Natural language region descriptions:
• • • • •
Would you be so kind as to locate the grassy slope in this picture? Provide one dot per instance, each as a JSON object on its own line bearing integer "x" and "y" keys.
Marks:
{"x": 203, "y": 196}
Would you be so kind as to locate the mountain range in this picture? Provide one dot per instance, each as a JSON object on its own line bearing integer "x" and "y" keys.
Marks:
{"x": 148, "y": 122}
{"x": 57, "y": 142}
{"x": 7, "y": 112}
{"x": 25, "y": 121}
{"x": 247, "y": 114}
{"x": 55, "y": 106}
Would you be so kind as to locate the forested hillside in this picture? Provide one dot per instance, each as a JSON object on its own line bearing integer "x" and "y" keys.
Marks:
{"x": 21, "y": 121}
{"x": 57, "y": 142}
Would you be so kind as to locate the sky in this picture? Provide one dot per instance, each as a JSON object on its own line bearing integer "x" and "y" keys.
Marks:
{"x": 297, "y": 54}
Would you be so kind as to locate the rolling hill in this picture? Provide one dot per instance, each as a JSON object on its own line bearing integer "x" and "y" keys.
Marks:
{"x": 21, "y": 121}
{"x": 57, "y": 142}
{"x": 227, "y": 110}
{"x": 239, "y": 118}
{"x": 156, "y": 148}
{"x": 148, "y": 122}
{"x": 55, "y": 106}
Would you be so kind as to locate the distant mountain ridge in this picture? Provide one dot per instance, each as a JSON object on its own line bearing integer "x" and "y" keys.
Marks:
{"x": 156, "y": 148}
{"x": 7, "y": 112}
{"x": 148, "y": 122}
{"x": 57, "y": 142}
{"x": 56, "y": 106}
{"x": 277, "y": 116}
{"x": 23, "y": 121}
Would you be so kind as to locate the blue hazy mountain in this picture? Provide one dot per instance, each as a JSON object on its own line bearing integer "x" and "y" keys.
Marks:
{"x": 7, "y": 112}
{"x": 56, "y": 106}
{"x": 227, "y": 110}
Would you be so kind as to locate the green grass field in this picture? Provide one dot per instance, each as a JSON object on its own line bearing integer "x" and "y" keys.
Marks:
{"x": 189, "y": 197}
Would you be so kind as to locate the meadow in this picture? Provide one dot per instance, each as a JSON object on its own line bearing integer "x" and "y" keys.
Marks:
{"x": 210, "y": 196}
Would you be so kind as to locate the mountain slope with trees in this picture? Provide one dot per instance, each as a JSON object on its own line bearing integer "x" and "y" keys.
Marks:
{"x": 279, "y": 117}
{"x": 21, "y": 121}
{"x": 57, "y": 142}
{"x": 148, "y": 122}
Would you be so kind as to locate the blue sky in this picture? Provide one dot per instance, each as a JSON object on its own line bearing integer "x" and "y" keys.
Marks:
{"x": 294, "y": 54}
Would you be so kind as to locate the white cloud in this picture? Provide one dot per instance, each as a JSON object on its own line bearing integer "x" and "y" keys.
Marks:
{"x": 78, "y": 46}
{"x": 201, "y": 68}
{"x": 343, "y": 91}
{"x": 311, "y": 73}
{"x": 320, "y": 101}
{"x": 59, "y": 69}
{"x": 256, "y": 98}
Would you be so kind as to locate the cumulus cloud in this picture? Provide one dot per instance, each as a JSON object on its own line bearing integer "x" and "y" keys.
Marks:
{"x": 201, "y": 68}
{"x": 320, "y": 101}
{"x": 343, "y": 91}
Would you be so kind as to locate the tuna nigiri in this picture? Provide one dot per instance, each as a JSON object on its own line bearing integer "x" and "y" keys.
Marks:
• • • • •
TASK STATEMENT
Repeat every line exactly, starting with the first line of the entries, and stop once the line containing "Would you be so kind as to locate the rolling" has been given.

EXERCISE RESPONSE
Would you be so kind as to locate the grassy slope in this picture? Provide one dot per instance, each as a JSON object on its own line bearing integer "x" and "y" keys.
Marks:
{"x": 203, "y": 196}
Would you be so kind as to locate the mountain range in this picture? Provide one dot per instance, each as a JSON object on its own line bearing integer "x" and "y" keys.
Marks:
{"x": 148, "y": 122}
{"x": 57, "y": 142}
{"x": 7, "y": 112}
{"x": 25, "y": 121}
{"x": 247, "y": 114}
{"x": 55, "y": 106}
Would you be so kind as to locate the forested hillside in this picture? Provide one dot per instance, each as a JSON object on its own line bearing integer "x" and "y" keys.
Marks:
{"x": 21, "y": 121}
{"x": 57, "y": 142}
Would you be so kind as to locate the sky in this picture? Provide one dot per instance, each as a JSON object on its own line bearing integer "x" and "y" keys.
Marks:
{"x": 297, "y": 54}
Would you be so kind as to locate the rolling hill in this picture? Provide one dot per instance, each as a JSON object on its own line bearing integer "x" and "y" keys.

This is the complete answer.